# Short problem
Write out every single entry exactly.

##### Available data #####

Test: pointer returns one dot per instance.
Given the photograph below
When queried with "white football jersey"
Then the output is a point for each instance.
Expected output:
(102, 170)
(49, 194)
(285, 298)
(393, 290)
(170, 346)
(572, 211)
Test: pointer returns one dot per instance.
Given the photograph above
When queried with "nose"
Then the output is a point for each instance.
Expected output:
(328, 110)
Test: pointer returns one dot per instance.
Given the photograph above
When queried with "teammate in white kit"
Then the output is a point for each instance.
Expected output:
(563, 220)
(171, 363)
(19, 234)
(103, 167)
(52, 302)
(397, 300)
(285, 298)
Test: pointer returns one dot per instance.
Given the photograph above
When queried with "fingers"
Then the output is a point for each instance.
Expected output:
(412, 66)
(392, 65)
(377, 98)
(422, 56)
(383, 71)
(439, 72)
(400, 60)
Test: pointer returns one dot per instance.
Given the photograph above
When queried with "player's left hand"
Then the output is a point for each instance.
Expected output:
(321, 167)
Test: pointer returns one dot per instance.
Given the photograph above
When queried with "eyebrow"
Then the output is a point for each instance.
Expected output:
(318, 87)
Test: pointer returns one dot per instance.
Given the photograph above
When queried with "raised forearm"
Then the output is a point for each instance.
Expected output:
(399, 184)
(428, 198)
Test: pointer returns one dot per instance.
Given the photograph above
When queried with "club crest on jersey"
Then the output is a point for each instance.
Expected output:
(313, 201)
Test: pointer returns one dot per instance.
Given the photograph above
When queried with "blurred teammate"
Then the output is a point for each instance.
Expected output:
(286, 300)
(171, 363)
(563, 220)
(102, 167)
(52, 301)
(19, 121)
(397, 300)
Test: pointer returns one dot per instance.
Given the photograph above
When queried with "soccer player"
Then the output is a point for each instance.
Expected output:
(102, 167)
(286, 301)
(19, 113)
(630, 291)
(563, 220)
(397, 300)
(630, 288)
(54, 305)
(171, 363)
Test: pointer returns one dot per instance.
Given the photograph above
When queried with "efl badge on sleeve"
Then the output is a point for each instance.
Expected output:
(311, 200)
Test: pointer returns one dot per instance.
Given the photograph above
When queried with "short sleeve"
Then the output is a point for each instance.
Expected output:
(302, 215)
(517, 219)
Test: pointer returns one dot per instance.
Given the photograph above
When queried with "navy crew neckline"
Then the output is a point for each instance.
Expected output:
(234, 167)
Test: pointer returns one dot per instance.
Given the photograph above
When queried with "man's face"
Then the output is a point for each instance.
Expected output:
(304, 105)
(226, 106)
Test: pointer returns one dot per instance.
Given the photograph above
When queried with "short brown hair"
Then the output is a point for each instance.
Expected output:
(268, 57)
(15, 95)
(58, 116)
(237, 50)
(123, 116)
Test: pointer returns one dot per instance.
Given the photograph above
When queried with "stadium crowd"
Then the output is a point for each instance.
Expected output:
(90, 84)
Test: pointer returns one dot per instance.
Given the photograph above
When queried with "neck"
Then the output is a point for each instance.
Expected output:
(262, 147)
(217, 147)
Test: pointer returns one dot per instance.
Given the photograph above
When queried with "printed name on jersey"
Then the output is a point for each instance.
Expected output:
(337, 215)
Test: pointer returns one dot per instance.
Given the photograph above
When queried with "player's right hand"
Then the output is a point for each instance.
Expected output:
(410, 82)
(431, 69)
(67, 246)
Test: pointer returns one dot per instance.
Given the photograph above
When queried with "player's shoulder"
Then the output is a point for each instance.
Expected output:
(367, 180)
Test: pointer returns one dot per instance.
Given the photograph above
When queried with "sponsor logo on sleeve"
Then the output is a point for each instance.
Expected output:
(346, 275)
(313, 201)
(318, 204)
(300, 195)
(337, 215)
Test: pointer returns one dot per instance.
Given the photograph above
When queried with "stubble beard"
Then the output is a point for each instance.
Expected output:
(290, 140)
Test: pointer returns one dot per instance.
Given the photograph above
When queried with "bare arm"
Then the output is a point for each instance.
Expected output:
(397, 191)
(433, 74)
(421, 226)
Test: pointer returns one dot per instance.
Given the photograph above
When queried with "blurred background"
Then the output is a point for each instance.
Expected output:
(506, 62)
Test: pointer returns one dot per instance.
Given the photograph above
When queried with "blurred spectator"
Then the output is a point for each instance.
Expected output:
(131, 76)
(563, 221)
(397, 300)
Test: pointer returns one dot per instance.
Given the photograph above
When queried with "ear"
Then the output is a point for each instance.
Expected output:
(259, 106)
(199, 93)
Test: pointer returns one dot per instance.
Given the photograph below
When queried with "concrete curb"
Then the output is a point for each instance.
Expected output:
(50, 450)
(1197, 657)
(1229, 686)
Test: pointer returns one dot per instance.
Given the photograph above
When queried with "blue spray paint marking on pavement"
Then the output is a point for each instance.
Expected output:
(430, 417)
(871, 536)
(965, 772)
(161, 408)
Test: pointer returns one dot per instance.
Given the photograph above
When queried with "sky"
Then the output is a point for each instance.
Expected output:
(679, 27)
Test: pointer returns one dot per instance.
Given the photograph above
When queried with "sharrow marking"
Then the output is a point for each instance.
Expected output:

#####

# Finished answer
Test: pointer returns one dot per instance.
Given the photograph below
When queried with "white football jersey"
Then the output is a point for each instance.
Expected output:
(102, 170)
(49, 194)
(285, 298)
(393, 290)
(170, 346)
(572, 211)
Test: pointer returns one dot per instance.
Given the photograph above
When queried with "nose"
Then the output is a point for each instance.
Expected output:
(328, 110)
Test: pointer returns one dot per instance.
Given the photograph above
When queried with "teammate in white kit"
Then the output is a point for each instance.
Expected output:
(563, 220)
(171, 363)
(19, 234)
(103, 167)
(52, 302)
(397, 300)
(285, 298)
Test: pointer returns one dot per instance.
Given the photograph above
When queried with "fingers"
Then the output is a point for each instance.
Expected output:
(412, 66)
(392, 65)
(377, 98)
(422, 56)
(383, 71)
(439, 72)
(400, 60)
Test: pointer returns one dot per instance.
Given the photograph above
When queried with "player's left hand"
Then the output is a point for each instance.
Expected output:
(321, 167)
Test: pointer returns one dot per instance.
Given the photograph above
When queried with "eyebrow"
Then the output is a point for each instance.
Expected output:
(318, 87)
Test: pointer returns one dot per instance.
Given the photograph above
When queried with "raised forearm"
Then the output is a point for each instance.
Expected output:
(399, 184)
(428, 198)
Test: pointer returns one dot per instance.
Given the photograph above
When queried with "club crest on jersey"
Then the output is a point for each instance.
Expected output:
(313, 201)
Test: pointer returns one dot per instance.
Given the photograph above
When queried with "blurred teammate"
Then the output is a point for each instance.
Expected output:
(286, 300)
(171, 363)
(563, 220)
(102, 167)
(52, 301)
(19, 121)
(397, 300)
Test: pointer returns one dot per instance.
Given the photograph above
When queried with "soccer player"
Then the output is a point for each instance.
Expected output:
(102, 167)
(286, 301)
(19, 113)
(630, 291)
(563, 220)
(397, 300)
(630, 288)
(54, 305)
(171, 363)
Test: pointer returns one dot per instance.
Given the photograph above
When queried with "efl badge on sleeve"
Then the output is a point for each instance.
Expected output:
(311, 200)
Test: pointer returns one dot per instance.
Given the photograph above
When queried with "short sleeve"
Then the output is a point for each instance.
Expected output:
(302, 215)
(517, 219)
Test: pointer returns one dot per instance.
Given the photograph above
When queried with "navy crew neckline"
Then the output is a point for each instance.
Expected output:
(234, 167)
Test: pointer returns one dot per instance.
Given the photograph above
When queried with "man's face"
Then the output is a point for each instance.
Expected output:
(304, 105)
(226, 106)
Test: pointer returns one dot per instance.
Given the photograph above
When queried with "short brown hair"
Then the output is a point for each instance.
Expected output:
(268, 57)
(15, 95)
(58, 116)
(237, 50)
(123, 116)
Test: pointer returns one dot per instance.
Given the photograph above
When queried with "stadium crowd"
Then the output is a point for each instance.
Expected output:
(90, 84)
Test: pointer returns one dot per instance.
Given the photograph above
When queried with "neck"
Then the output is a point for each instance.
Expected output:
(262, 147)
(217, 147)
Test: pointer returns one dot per instance.
Given the photograph above
When queried with "printed name on jersey"
Then the output is a point for each instance.
Expected output:
(337, 215)
Test: pointer returns one dot per instance.
Given the photograph above
When queried with "player's right hand"
Then the output is a point for each instance.
Expected output:
(410, 82)
(431, 69)
(67, 246)
Test: pointer returns one dot per instance.
Given the photograph above
When queried with "player's shoulder"
Then the output is a point for each instance.
Expected output:
(367, 180)
Test: pointer returns one dot per instance.
Given the photograph above
When queried with "sponsor logo on sleeve"
Then the output is a point for each instance.
Expected output:
(346, 275)
(313, 201)
(318, 204)
(300, 195)
(337, 215)
Test: pointer returns one dot per instance.
Given the photograph above
When queried with "stubble beard"
Then the output is a point for each instance.
Expected output:
(290, 140)
Test: pointer returns one dot per instance.
Given the photograph above
When queried with "bare arm"
Then the output is a point for each instance.
Expected output:
(397, 191)
(433, 74)
(421, 226)
Test: pointer returns one dot per instance.
Given the photograph above
When queried with "blurred background"
Then the output is a point for each instance.
Expected output:
(506, 62)
Test: pointer returns one dot per instance.
Given the photograph above
When queried with "blurred spectator"
Then the output is a point for each instance.
Expected output:
(131, 76)
(563, 221)
(397, 300)
Test: pointer returns one dot per instance.
Given the photograph above
When queried with "ear"
Then the output is a point for each instance.
Expected output:
(259, 106)
(199, 93)
Test: pointer returns one dot per instance.
Given the photograph below
When queried with "concrete curb"
Then the output is a point for each instance.
Expected output:
(50, 450)
(1197, 657)
(1229, 686)
Test: pointer returns one dot per instance.
Given the photograph above
When queried with "blue spray paint marking on pavement"
Then the output is a point for each instance.
Expected output:
(430, 417)
(871, 536)
(965, 772)
(161, 408)
Test: pointer returns one dot per instance.
Given the photograph above
When queried with "sky"
Then the output is a point for each instance.
Expected output:
(679, 27)
Test: pointer returns one dot per instance.
Given the photograph above
When queried with "sharrow marking"
Then the output is a point for each instance.
Expected output:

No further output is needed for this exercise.